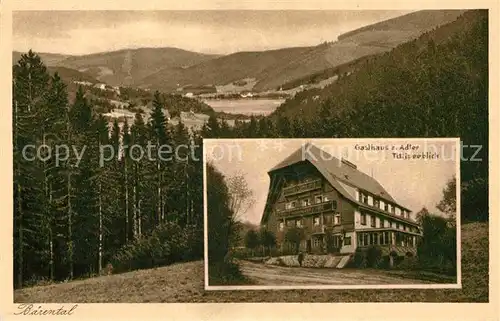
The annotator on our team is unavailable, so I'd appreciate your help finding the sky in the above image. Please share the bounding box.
[13,10,411,55]
[206,139,458,225]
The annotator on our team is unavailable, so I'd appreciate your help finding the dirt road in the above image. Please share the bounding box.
[239,260,433,285]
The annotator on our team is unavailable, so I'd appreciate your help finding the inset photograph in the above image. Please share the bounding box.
[204,138,460,290]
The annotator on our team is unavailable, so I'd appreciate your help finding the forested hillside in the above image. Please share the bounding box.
[13,52,205,288]
[220,10,489,222]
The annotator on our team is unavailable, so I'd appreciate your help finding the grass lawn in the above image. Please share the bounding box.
[14,222,488,303]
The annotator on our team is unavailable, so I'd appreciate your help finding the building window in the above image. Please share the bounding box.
[374,199,380,208]
[396,223,400,230]
[389,221,393,228]
[334,213,341,225]
[380,218,385,228]
[362,193,368,204]
[370,216,376,227]
[385,203,389,211]
[313,216,320,226]
[403,225,407,231]
[361,213,367,225]
[296,219,302,228]
[279,222,284,231]
[391,206,396,214]
[286,201,297,209]
[324,196,329,202]
[344,237,352,246]
[302,198,310,207]
[315,195,323,203]
[313,237,321,248]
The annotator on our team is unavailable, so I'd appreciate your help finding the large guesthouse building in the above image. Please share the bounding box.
[260,143,422,256]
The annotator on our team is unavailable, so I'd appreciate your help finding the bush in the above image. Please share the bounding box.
[396,256,420,270]
[366,246,383,268]
[353,248,367,268]
[111,222,203,273]
[208,260,248,285]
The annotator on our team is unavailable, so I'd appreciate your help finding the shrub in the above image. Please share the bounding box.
[353,248,367,268]
[366,245,383,268]
[111,222,203,273]
[208,260,248,285]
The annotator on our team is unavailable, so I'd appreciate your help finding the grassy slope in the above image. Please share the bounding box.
[140,46,313,91]
[47,66,99,84]
[14,222,488,303]
[143,10,463,92]
[56,47,219,87]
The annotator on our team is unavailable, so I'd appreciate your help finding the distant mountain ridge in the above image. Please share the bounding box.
[13,10,466,93]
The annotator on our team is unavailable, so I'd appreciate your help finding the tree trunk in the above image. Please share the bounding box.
[124,158,129,243]
[67,169,74,280]
[138,200,142,237]
[132,163,138,239]
[17,183,23,288]
[157,161,162,224]
[48,181,54,281]
[98,181,103,273]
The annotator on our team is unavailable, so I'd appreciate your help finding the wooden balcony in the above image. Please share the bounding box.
[283,179,322,196]
[277,200,337,218]
[311,225,325,234]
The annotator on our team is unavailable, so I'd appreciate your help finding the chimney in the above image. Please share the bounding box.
[341,158,357,169]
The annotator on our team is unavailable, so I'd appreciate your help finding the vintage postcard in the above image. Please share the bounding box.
[204,138,461,290]
[1,2,498,321]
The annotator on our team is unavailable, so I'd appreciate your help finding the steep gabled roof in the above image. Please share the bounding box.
[261,143,413,225]
[269,143,399,204]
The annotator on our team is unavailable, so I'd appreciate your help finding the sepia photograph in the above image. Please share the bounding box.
[7,6,492,310]
[204,138,460,289]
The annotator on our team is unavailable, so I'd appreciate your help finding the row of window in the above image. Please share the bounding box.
[279,213,341,231]
[284,194,330,210]
[358,191,410,219]
[357,231,416,247]
[359,212,418,233]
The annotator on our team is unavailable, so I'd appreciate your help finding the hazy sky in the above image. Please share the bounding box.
[13,10,411,55]
[206,139,458,225]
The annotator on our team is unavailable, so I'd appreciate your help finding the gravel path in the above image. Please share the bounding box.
[239,261,433,285]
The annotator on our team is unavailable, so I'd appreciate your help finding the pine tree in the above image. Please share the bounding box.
[13,50,50,287]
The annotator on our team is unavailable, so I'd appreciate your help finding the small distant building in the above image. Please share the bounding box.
[240,92,254,98]
[94,83,106,90]
[73,80,93,87]
[185,92,194,98]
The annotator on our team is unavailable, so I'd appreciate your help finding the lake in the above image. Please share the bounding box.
[203,98,285,116]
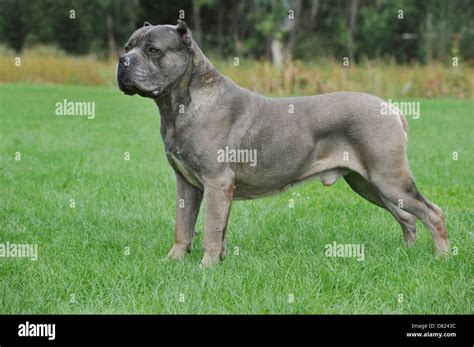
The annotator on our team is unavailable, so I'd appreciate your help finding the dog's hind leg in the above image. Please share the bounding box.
[369,170,450,256]
[379,197,417,245]
[344,172,417,245]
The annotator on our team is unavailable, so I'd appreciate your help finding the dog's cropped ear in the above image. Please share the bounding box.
[143,21,152,27]
[176,19,192,46]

Instructions to follow: Would you return the records exactly, keeping out every picture?

Exercise response:
The annotator on our team is unavailable, so I'd appreciate your help finding the sky in the above image. Please share the bounding box.
[13,10,411,55]
[206,139,458,225]
The annotator on our team is unavailable, so I'd appreciate your help finding the dirt road in the above image. Please share the bounding box.
[239,260,433,285]
The annotator on our team is unavailable, so I'd appreciate your help finding the inset photograph in the above image. Please share the bounding box.
[204,138,460,290]
The annotator on our team is unavailable, so I'd appreciate your help finding the forested hillside in the above image. Please share the bounding box.
[13,52,205,288]
[220,10,489,222]
The annotator on our team is unavailable, so I'd appreciate your help finding the grass lawn in the above image. Please share the bounding box.
[14,222,488,303]
The annotator on our team is unavailable, so I'd appreciate your help finding the building window in the above image. Please share the bounding box.
[374,199,380,208]
[396,223,400,230]
[389,221,393,228]
[334,213,341,225]
[380,218,385,228]
[362,193,368,204]
[370,216,376,227]
[385,203,389,211]
[313,216,320,226]
[403,225,407,231]
[361,213,367,225]
[296,219,302,228]
[279,222,284,231]
[391,206,396,214]
[286,201,297,209]
[324,196,329,202]
[344,237,352,246]
[302,198,310,207]
[315,195,323,203]
[313,237,321,248]
The annotator on our team is unavailable, so I'd appreciate your help finding the large guesthouse building in the above image. Please share the bounding box.
[260,143,422,256]
The annotator on our team is unavailable, so I'd appreciate your help finding the bush in the above image. Please share the bounding box.
[396,256,420,270]
[366,246,383,268]
[353,248,367,268]
[111,222,203,273]
[208,260,248,285]
The annotator on our team is unavailable, so I'd appreciate your help finding the shrub in the above image. Please share the bounding box.
[353,248,367,268]
[366,245,383,268]
[111,222,203,273]
[208,260,248,285]
The annotator on our team is unavailable, so I'd appreciate your help finding the grassy slope in the above image. Please share the bounding box.
[140,46,313,91]
[47,66,99,84]
[14,222,488,303]
[143,10,463,92]
[56,47,219,87]
The annotator on our team is unavailable, so I'd appreciate your help finding the distant mountain ridge in the above image. Please share the bounding box.
[13,10,466,93]
The annotator on our team is unavailable, so I'd appreciate your help finding the tree trunk in the above image. Please share the bounding box.
[124,158,129,243]
[67,169,74,280]
[138,200,142,237]
[132,163,138,239]
[17,183,23,288]
[157,161,162,224]
[48,181,54,281]
[98,181,103,273]
The annotator on our team is unavailable, so I'd appreciate your help finding the wooden balcony in the above image. Please share the bounding box.
[283,179,322,196]
[277,200,337,218]
[311,225,325,234]
The annotator on our team is unavailable, so I'd appreciate your help finding the chimney in the above image. Please share the bounding box.
[341,158,357,169]
The annotator on our team is unavailable, so I'd appreciate your help finding the vintage postcard in the above image. Please share the bounding box.
[204,138,461,290]
[1,2,498,321]
The annotator on our team is unavailable, so I'd appreciate your help finding the steep gabled roof in the above image. Please share the bounding box.
[261,143,413,225]
[269,143,399,204]
The annotator on our team is unavailable, so I'd appreciate your help finding the sepia photograph in the above image. Please share the bounding box.
[7,6,492,310]
[204,138,460,289]
The annotator on our team is unavailable, so I'd appreciate your help finding the row of window in the above image. Please share the bounding box.
[279,213,341,231]
[284,194,330,210]
[358,191,410,219]
[357,231,416,247]
[359,212,418,233]
The annotator on our team is unavailable, so I'd appreciate your help finding the hazy sky in the above image. Please share the bounding box.
[13,10,411,55]
[206,139,458,225]
The annotator on our team is unavailable, so I'd appreciate your help finding the gravel path in the above image. Please share the bounding box.
[239,261,433,285]
The annotator on our team is unavailable, so I'd appreciate your help finding the pine tree in the above image. Please share the bounding box.
[13,50,50,287]
The annotator on our team is unavailable, so I'd appreciate your help finding the small distant building in the above image. Please share the bounding box.
[240,92,254,98]
[94,83,106,90]
[73,80,93,87]
[185,92,194,98]
The annotator on our team is unavailable, so I'd appreciate your help finding the lake in the above image. Please share the bounding box.
[203,98,285,116]
The annotator on our team is unavailable, so I'd appreciate your help finding the dog's hind leg in the above image. Please share the bounding box.
[369,170,450,256]
[379,197,417,245]
[344,172,417,245]
The annotator on our team is unavailable, so I'd appreciate your help finding the dog's cropped ear in the above image. Please share the bounding box.
[143,21,152,27]
[176,19,192,46]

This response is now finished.